> _Selected excerpt_
:::::

# Young bird ash red?



## RogerD (Jul 12, 2012)

One of my early young birds parents both ash reds. Nest mate was a blue bar so I am guessing the father is heterozygous. The young bird in the pictures does not have the red neck of the parents and is much lighter in color. No black splashes so I am guessing it is either homozygous if male or a female. Is it's color still considered an ash red?


----------



## NZ Pigeon (Nov 12, 2011)

All you say is correct, This bird is ash red bar, cockbird split for blue and the blue nestmate is a hen.

This one may develop flecks when it moults but usually some small ones are visible at this stage. It will also darken up but ash red bar birds do vary a lot in neck colour. So yeah, could be a hen, Could be a homozygous red cock or could develop flecks in its moult, But atleast you know the nestmates a hen, Thats more certainties than most have.

Both the ash reds are bar are they? If so all you will get is bars.

:::::

> _Data section_

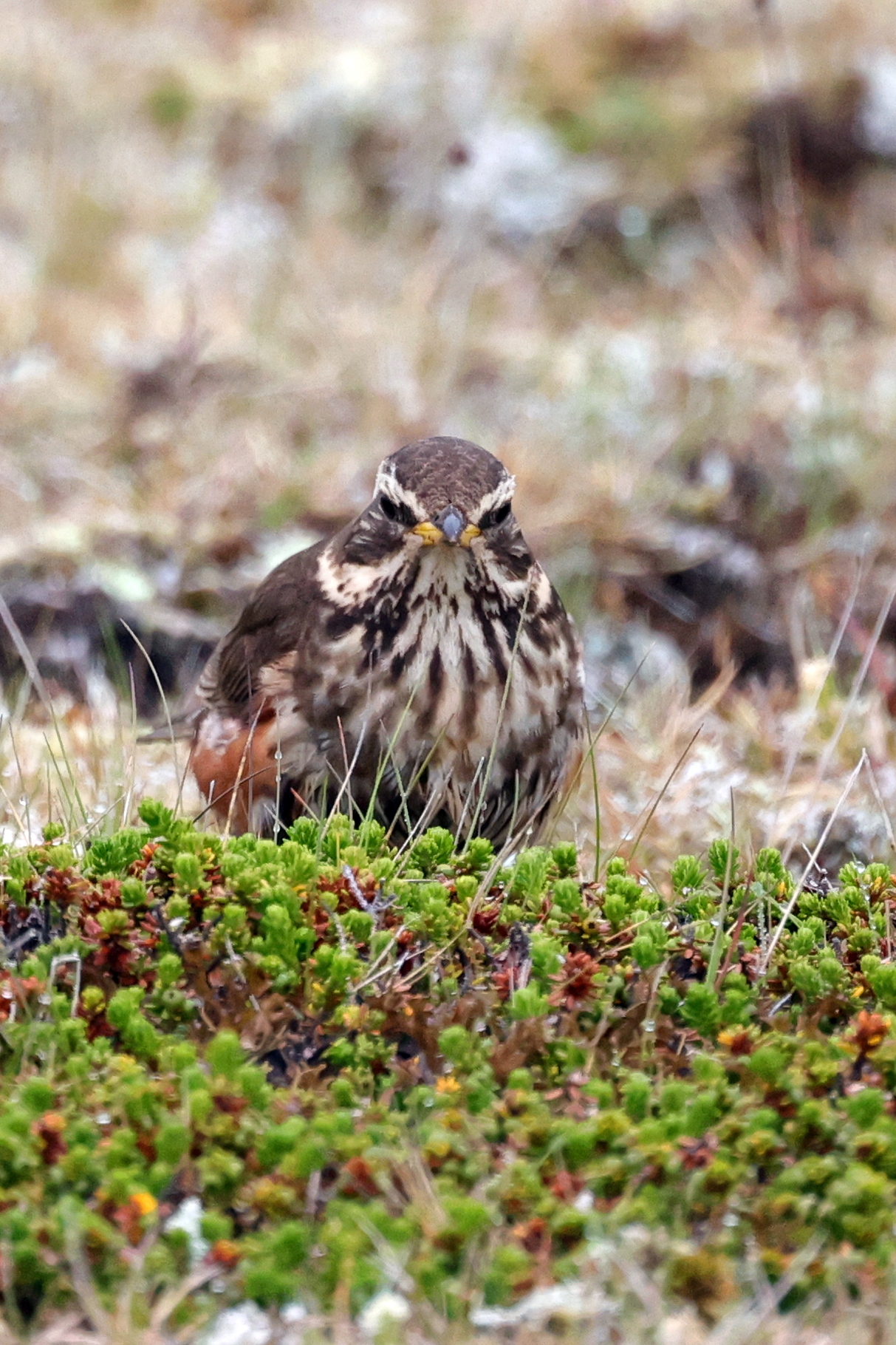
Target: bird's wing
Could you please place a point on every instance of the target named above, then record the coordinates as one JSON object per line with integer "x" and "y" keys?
{"x": 281, "y": 619}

:::::

> _Given exercise A_
Decide whether each statement below agrees with the thread about the young ash red pigeon, answering yes or no and quoting the words of the thread that settle it: (i) The young bird's nest mate was a blue bar. (ii) The young bird has the same red neck as its parents. (iii) The reply says the blue nestmate is a cock.
> _Given exercise B_
Carry on the thread about the young ash red pigeon, starting after its final sentence.

> _Reply A_
(i) Yes: "Nest mate was a blue bar"
(ii) No: "The young bird in the pictures does not have the red neck of the parents and is much lighter in color."
(iii) No: "the blue nestmate is a hen."

> _Reply B_
EDIT TO ADD: I thought we had already answered the first question and had moved onto the second one with my percentages below. But Tmass is right, The first pair in question would ofcourse produce homozygous ash red cocks.


----------



## surkha (Feb 21, 2013)

Could you please pics of both parents as well.


----------



## MaryOfExeter (Sep 30, 2007)

Yes it is still an ash-red bar. The amounts of red on the head and neck in homers vary a lot. Some have a normal amount, some extra, some with no red on the neck (many call these "silvers" although that is incorrect and misleading). This bird is also sooty.


----------



## surkha (Feb 21, 2013)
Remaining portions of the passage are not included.